▶ **Texte source**
────────────────────────────────────────

Originellement voué au convoyage de marchandises, le container est sorti de son ghetto pour servir de lieu de vie. Architectes, artistes, commerçants, tout le monde s’entiche de la boîte métallique, pratique et tendance.
Le village a été construit en un temps record. Deux mois seulement pour permettre de loger 114 requérants d’asile dans le quartier de Leutschenbach à Zurich. Le 2 juillet dernier, le conseiller communal, Martin Vollenwyder s’en est réjouit lors de l’inauguration non de baraquements tristes mais d’un lotissement très coloré, composé uniquement de containers.
Le directeur d’«Asyl-Organisation Zürich» (AOZ) a un autre sujet d’étonnement et de satisfaction. Aucune protestation émanant des voisins n’a été enregistrée. Ces modules se révèlent plus rassurants que les divers bâtiments qui abritaient jusqu’ici les nouveaux venus en Suisse. En août, c’est à Altstetten qu’un autre village de containers sera inauguré pour 140 personnes.
En Suisse romande, pour soulager la surpopulation carcérale de Champ-Dollon, Isabel Rochat, la conseillère d’Etat genevoise a une solution: des cellules-containers. Le canton de Zoug en a déjà fait usage de manière transitoire de 2000 à 2003 lors de la construction de sa nouvelle prison. Alors, pourquoi pas?
Une seconde vie sur terre ferme attend les containers destinés initialement au transport des marchandises sur les bateaux. C’est qu’ils sont extrêmement pratiques, car empilables et mobiles, avec un volume standard qui se prête bien à l’habitat.

────────────────────────────────────────

▶ **Données fournies**
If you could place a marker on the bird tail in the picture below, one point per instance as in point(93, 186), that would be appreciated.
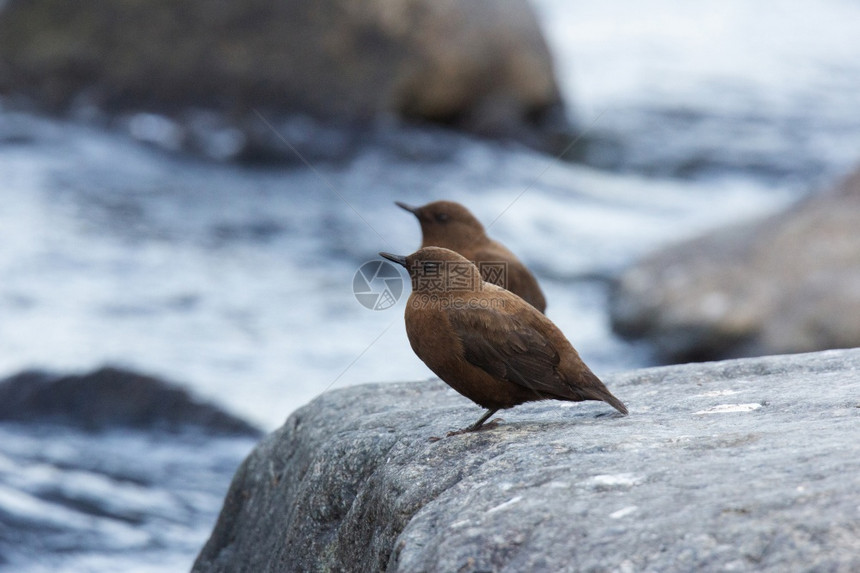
point(596, 390)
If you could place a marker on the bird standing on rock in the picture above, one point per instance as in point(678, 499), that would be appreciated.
point(487, 343)
point(450, 225)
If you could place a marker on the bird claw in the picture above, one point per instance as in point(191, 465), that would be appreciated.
point(487, 426)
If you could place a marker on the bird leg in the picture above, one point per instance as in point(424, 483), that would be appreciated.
point(477, 425)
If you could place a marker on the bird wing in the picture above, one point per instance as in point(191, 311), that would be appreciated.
point(508, 347)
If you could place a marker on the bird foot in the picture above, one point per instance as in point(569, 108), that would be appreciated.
point(487, 426)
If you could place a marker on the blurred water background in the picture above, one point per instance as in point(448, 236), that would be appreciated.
point(236, 281)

────────────────────────────────────────

▶ **Liste des tâches**
a – Selon le texte sur les containers, combien de requérants d'asile le village du quartier de Leutschenbach permet-il de loger ?
b – Dans le texte sur les containers, recopiez le passage qui s'ouvre sur les mots contenant «Originellement voué au» et se clôt sur «pratique et tendance.», en renommant «boîte métallique» en «caisse d'acier».
c – Quels groupes de personnes le texte sur les containers cite-t-il comme s'entichant de la boîte métallique ?
Ces données n'ont aucun rapport avec le texte source.

▶ **Réponses par tâche**
a – 114 requérants d'asile.

b –
Originellement voué au convoyage de marchandises, le container est sorti de son ghetto pour servir de lieu de vie. Architectes, artistes, commerçants, tout le monde s’entiche de la caisse d'acier, pratique et tendance.

c – Les architectes, les artistes et les commerçants.